| EXERCISE INSTRUCTIONS |
Could the whole of the data below be written out verbatim?

| MATERIAL TO PROCESS |

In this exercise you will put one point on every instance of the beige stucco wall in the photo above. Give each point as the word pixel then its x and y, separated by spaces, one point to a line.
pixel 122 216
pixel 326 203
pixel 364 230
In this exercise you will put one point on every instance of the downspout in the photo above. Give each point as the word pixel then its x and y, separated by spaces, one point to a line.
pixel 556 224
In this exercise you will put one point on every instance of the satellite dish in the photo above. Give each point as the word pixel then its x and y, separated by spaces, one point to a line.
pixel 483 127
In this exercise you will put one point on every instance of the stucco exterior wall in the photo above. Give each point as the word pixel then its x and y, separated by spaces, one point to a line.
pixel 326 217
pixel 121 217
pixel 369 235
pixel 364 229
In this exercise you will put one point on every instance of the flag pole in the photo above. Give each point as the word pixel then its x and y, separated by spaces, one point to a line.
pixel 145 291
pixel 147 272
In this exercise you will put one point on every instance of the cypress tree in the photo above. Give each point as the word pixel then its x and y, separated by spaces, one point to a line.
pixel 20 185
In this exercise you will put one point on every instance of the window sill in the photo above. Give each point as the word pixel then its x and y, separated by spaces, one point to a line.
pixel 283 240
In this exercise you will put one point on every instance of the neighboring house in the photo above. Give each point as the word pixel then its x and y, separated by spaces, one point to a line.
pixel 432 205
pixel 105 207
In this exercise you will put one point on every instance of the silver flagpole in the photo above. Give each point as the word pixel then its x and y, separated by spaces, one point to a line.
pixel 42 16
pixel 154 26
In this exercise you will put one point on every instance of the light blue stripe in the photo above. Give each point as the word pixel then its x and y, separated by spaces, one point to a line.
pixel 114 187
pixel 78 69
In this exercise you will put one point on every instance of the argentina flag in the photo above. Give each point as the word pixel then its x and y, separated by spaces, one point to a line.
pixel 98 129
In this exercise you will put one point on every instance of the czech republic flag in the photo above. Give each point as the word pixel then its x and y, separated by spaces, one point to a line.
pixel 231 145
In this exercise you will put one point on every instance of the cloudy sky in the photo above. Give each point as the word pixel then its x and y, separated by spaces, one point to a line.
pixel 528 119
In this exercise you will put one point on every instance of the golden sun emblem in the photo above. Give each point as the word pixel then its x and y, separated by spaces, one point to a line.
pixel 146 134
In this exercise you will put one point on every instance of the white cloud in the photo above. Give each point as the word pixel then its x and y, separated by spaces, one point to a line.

| RESULT OF THE EXERCISE |
In this exercise you will put one point on every instance of the beige stucco wall in the photo above. Give each point as the word pixel then its x and y, separated by spaces, one point to a line.
pixel 122 216
pixel 326 203
pixel 364 230
In this exercise you will put one point on every instance of the downspout in the photo above. Give each point as the word pixel then its x and y, separated by spaces, one point to a line.
pixel 556 224
In this exercise you will put one point on every instance of the satellite dish in the photo above. Give each point as the word pixel then its x and y, separated by spaces, one point to a line.
pixel 483 127
In this exercise you will put one point on every instance of the stucco exterior wall in the photo above. Give each point as the word pixel then its x and y, separated by spaces, one point to a line.
pixel 326 217
pixel 121 217
pixel 369 235
pixel 364 229
In this exercise you will put one point on every instance of the flag pole in the photo above. Give each point as the word pixel then its x and y, separated by spaces, one point to a line.
pixel 145 291
pixel 147 272
In this exercise you will put one point on every instance of the cypress tree in the photo above. Give each point as the word pixel then its x and y, separated by spaces, one point to a line.
pixel 20 185
In this exercise you will put one point on every instance of the window sill in the photo above. Give each point as the word pixel then its x and y, separated by spaces, one point to a line.
pixel 283 240
In this exercise you will put one point on every instance of the neighboring house in the photo above. Give each point as the word pixel then its x and y, separated by spaces, one point to a line.
pixel 432 205
pixel 105 207
In this exercise you will put one point on every instance of the silver flagpole in the photo above. Give each point as the word pixel then its x and y, separated by spaces, one point to a line.
pixel 42 16
pixel 154 26
In this exercise you will put one point on every instance of the light blue stripe in the photo above. Give each point as the word pixel then its x and y, separated by spaces, one point to a line.
pixel 114 187
pixel 78 69
In this exercise you will put one point on every instance of the argentina flag in the photo above. Give each point as the word pixel then its x and y, separated by spaces, one point to a line.
pixel 98 129
In this exercise you will put one point on every instance of the czech republic flag in the photo above. Give each point as the word pixel then its x and y, separated by spaces, one point to a line.
pixel 231 145
In this exercise you will put one point on every instance of the cloudy sky in the photo above. Give each point as the word pixel then its x and y, separated by spaces, one point to a line.
pixel 528 119
In this exercise you will put one point on every instance of the golden sun emblem in the photo above. Give each point as the word pixel then its x and y, separated by spaces, one point to a line.
pixel 146 134
In this exercise you will put one point on every instance of the white cloud in the photo above. Give each point as the word pixel then its x and y, separated by spaces, one point to a line.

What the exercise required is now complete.